◆ **Kutipan Teks**
######

Baca berita dengan sedikit iklan, klik di sini

Arsip

Petunjuk Samar Rencana Makar

Polisi menangkap belasan aktivis dan tokoh nasionalis. Mereka dituduh merencanakan makar dengan membonceng unjuk rasa pada 2 Desember lalu. Bermodal cekak, minus massa, dan tanpa senjata.

12 Desember 2016 | 00.00 WIB

Image of Tempo
Perbesar

Baca berita dengan sedikit iklan, klik di sini

Menyandang status buron, hingga malam itu Hatta Taliwang masih berani sesumbar. "Masak, polisi enggak bisa menangkap saya?" kata Hatta dalam perbincangan dengan Tempo di Shisha Cafe, Hotel Ibis Budget, Taman Menteng, Jakarta Pusat. "Malah bilang saya ngumpet." Tapi, sepanjang wawancara satu jam pada Rabu malam pekan lalu itu, Hatta tak sekali pun mencopot topi yang menyamarkan wajahnya.

Polisi memasukkan nama Hatta ke daftar pencarian orang setelah menangkap sebelas aktivis dan tokoh politik pada 2 Desember lalu. Menurut Kepala Kepolisian Daerah Metro Jaya Inspektur Jenderal Mochamad Iriawan, Hatta diduga ikut merancang rencana makar. "Kalau ada yang tahu posisi dia, tolong beri tahu kami," ujar Iriawan, Selasa pekan lalu.

######

◆ **Daftar Baris Data**
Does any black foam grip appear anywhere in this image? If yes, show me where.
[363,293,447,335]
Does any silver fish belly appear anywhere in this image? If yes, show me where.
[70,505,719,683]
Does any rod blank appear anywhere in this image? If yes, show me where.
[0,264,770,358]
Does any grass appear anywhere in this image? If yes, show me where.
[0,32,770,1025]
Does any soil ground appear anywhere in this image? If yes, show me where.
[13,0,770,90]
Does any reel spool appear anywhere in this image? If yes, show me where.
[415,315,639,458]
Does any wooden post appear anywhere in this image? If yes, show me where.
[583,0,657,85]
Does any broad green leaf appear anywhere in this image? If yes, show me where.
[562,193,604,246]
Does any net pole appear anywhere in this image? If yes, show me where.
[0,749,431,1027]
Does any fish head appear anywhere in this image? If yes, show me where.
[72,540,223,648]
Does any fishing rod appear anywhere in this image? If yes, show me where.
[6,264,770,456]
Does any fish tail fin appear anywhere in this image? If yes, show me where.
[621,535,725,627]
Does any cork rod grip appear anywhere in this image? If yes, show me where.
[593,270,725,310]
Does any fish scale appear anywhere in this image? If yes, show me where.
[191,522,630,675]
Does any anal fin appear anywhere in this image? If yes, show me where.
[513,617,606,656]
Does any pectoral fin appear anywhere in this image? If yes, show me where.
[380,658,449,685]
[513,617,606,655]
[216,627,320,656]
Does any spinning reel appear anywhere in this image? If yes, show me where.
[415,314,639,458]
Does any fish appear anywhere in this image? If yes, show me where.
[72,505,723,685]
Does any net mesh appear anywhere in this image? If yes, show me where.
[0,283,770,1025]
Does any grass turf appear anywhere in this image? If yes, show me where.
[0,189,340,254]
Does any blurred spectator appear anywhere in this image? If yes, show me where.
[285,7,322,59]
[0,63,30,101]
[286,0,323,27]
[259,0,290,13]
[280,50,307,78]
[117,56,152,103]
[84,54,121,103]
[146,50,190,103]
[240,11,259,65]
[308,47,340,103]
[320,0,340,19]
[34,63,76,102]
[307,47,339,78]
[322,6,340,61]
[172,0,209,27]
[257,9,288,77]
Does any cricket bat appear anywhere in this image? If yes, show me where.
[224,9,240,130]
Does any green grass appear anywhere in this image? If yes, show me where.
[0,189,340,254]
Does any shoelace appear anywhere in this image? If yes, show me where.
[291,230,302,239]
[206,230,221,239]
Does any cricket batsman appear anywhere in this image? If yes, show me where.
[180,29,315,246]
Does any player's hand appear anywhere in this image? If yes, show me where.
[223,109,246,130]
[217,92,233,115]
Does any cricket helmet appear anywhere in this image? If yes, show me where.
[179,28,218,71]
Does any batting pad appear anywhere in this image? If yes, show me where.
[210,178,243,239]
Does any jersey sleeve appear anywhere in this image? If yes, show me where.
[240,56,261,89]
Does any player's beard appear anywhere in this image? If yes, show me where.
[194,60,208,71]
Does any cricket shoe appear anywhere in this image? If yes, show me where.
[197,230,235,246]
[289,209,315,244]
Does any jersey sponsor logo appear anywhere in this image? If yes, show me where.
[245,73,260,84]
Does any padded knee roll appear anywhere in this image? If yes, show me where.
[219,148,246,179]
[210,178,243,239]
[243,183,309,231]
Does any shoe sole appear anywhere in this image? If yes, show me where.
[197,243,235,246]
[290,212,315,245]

######

◆ **Soal Latihan 1**
Ganti "appear" dengan "show up" pada bagian baris data dari baris yang memuat "Does any shoelace" sampai baris yang memuat "[217,92,233,115]". Tuliskan kembali bagian itu saja tanpa perubahan lain.
◆ **Soal Latihan 2**
Lanjutkan berita tentang dugaan rencana makar itu mulai dari kalimat terakhir yang tersedia.

◆ **Jawaban Latihan 1**
Does any shoelace show up anywhere in this image? If yes, show me where.
[291,230,302,239]
[206,230,221,239]
Does any cricket batsman show up anywhere in this image? If yes, show me where.
[180,29,315,246]
Does any player's hand show up anywhere in this image? If yes, show me where.
[223,109,246,130]
[217,92,233,115]

◆ **Jawaban Latihan 2**
Malam itu, Hatta berkali-kali menyangkal tuduhan makar. Dia pun menolak disebut buron. "Saya enggak kabur, tanya saja mereka," kata Hatta merujuk pada enam kawannya yang juga berada di Shisha Cafe. "Ya, Pak Hatta setiap malam di sini," salah seorang di antara mereka menimpali.

Jarum jam menunjuk pukul 00.15 ketika Tempo mengakhiri perbincangan dengan Hatta. Lelaki 63 tahun itu mengaku lelah. Ia bergegas pulang ke tempat kosnya di Rumah Susun Bendungan Hilir, Jakarta Pusat. Di Jakarta, Hatta tinggal sendirian. Keluarganya tinggal di Bandung. Tak sampai satu jam setelah Hatta pulang, tim Polda Metro Jaya datang menyergapnya.

Hatta menjadi orang ke-12 yang ditangkap dengan tuduhan awal merencanakan makar. "Rencananya kelompok ini akan menduduki DPR dan menuntut sidang istimewa untuk mencopot Presiden dan Wakil Presiden," kata Iriawan. "Mereka membonceng aksi 212." Iriawan merujuk pada unjuk rasa berbungkus zikir di sekitar Monumen Nasional pada 2 Desember lalu.

L L L

Kecurigaan polisi akan adanya makar bermula ketika sebagian massa unjuk rasa pada 4 November lalu—kemudian dikenal sebagai aksi 411—berbelok ke arah Dewan Perwakilan Rakyat. Hari itu, sekitar 250 ribu pengunjuk rasa memenuhi jalan utama menuju Istana Negara, Jakarta. Motornya adalah Gerakan Nasional Pengawal Fatwa Majelis Ulama Indonesia. Gerakan ini disokong berbagai organisasi Islam, seperti Front Pembela Islam, Forum Umat Islam, dan Persatuan Umat Islam.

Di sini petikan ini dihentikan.